• AIM OF THE TASK:
Ignoring the images, restate the records below word for word.

• DATA TO USE:
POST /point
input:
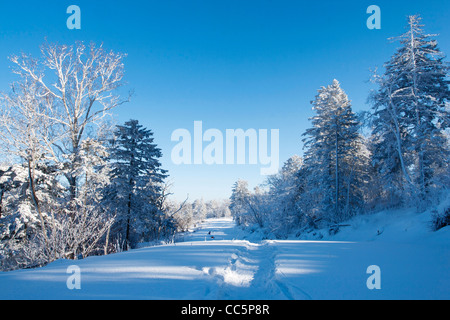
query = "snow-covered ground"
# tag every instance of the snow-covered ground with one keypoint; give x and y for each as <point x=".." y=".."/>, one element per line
<point x="414" y="264"/>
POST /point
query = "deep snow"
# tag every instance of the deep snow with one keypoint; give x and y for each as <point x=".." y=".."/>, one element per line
<point x="414" y="264"/>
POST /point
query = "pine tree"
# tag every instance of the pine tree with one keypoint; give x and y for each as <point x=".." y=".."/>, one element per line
<point x="410" y="113"/>
<point x="334" y="159"/>
<point x="136" y="182"/>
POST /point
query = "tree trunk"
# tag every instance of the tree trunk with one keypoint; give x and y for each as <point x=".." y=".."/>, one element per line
<point x="36" y="202"/>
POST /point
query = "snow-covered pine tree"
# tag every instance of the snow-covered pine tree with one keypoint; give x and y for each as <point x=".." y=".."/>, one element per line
<point x="410" y="116"/>
<point x="334" y="160"/>
<point x="136" y="182"/>
<point x="239" y="202"/>
<point x="283" y="196"/>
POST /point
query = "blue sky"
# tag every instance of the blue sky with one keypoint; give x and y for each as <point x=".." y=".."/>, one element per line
<point x="231" y="64"/>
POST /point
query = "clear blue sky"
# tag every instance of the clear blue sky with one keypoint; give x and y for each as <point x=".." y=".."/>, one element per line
<point x="231" y="64"/>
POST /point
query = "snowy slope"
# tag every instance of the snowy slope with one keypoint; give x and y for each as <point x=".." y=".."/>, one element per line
<point x="229" y="268"/>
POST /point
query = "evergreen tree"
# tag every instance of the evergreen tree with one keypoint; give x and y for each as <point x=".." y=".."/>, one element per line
<point x="136" y="183"/>
<point x="334" y="160"/>
<point x="410" y="115"/>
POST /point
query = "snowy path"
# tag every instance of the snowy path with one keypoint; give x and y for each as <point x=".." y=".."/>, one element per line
<point x="228" y="268"/>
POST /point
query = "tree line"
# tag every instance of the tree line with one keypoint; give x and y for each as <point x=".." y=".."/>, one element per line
<point x="71" y="183"/>
<point x="403" y="161"/>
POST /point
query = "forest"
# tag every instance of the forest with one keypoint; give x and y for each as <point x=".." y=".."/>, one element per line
<point x="73" y="184"/>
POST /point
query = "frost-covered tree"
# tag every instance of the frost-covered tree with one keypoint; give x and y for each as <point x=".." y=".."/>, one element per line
<point x="334" y="157"/>
<point x="410" y="116"/>
<point x="76" y="84"/>
<point x="283" y="197"/>
<point x="239" y="200"/>
<point x="136" y="183"/>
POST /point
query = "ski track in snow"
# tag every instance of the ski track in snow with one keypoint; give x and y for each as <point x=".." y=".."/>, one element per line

• OUTPUT FOR THIS EXERCISE:
POST /point
input:
query = "snow-covered ground"
# tag every instance of the snow-covered ground with one keypoint; give x and y for each as <point x=".." y=".."/>, one element per line
<point x="414" y="264"/>
POST /point
query = "deep snow"
# tag every instance of the deep snow with one keypoint; give x and y for each as <point x=".." y=".."/>, one element per line
<point x="414" y="264"/>
POST /point
query = "pine tree"
# tag every instance of the pine tree with one keypoint; give x and y for each as <point x=".." y=".."/>, one element per line
<point x="410" y="113"/>
<point x="334" y="159"/>
<point x="136" y="182"/>
POST /point
query = "tree trunk"
# tag every instance of the tree trunk with one keypoint; give x and y for each as <point x=".." y=".."/>, one element per line
<point x="36" y="202"/>
POST /point
query = "snow-covered pine tree"
# tag every instance of the snow-covered pine tree with one keypoint; give x and y for each as <point x=".." y=".."/>, one element per line
<point x="410" y="116"/>
<point x="334" y="160"/>
<point x="136" y="182"/>
<point x="239" y="202"/>
<point x="283" y="196"/>
POST /point
query = "blue sky"
# tag every instance of the blue sky with one keypoint; give x and y for each as <point x=".." y=".."/>, one element per line
<point x="231" y="64"/>
POST /point
query = "clear blue sky"
# tag every instance of the clear blue sky with one keypoint; give x and y for each as <point x=".." y=".."/>, one element per line
<point x="231" y="64"/>
POST /point
query = "snowy slope"
# tag every instance of the snowy slope with one keypoint; give x and y for each as <point x=".." y=".."/>, one element per line
<point x="229" y="268"/>
POST /point
query = "evergreen tree"
# tag every instance of the evergreen tree with one keypoint; give x and y for each as <point x=".." y=".."/>, one element per line
<point x="136" y="183"/>
<point x="334" y="160"/>
<point x="410" y="115"/>
POST /point
query = "snowy path"
# tag every instance of the snowy path with one keypoint; give x and y for each as <point x=".." y=".."/>, one element per line
<point x="228" y="268"/>
POST /point
query = "tree line"
# tag every instance of the tree line with one keypoint; give x and y for each as <point x=".." y=".."/>, one element per line
<point x="71" y="183"/>
<point x="403" y="161"/>
POST /point
query = "forest"
# tag every instance of the forest with one keypoint; give x and y for each as <point x=".." y=".."/>, one element per line
<point x="73" y="184"/>
POST /point
query = "frost-covered tree"
# tag every instance of the frost-covered tree with one keypoint; give x and y for each as <point x=".." y=".."/>, one element per line
<point x="334" y="157"/>
<point x="410" y="116"/>
<point x="76" y="84"/>
<point x="283" y="197"/>
<point x="239" y="200"/>
<point x="136" y="183"/>
POST /point
query = "ski track in snow"
# tag every instance of the ski track in snow with one keypoint; give x and y for each as <point x=".." y=".."/>, one element per line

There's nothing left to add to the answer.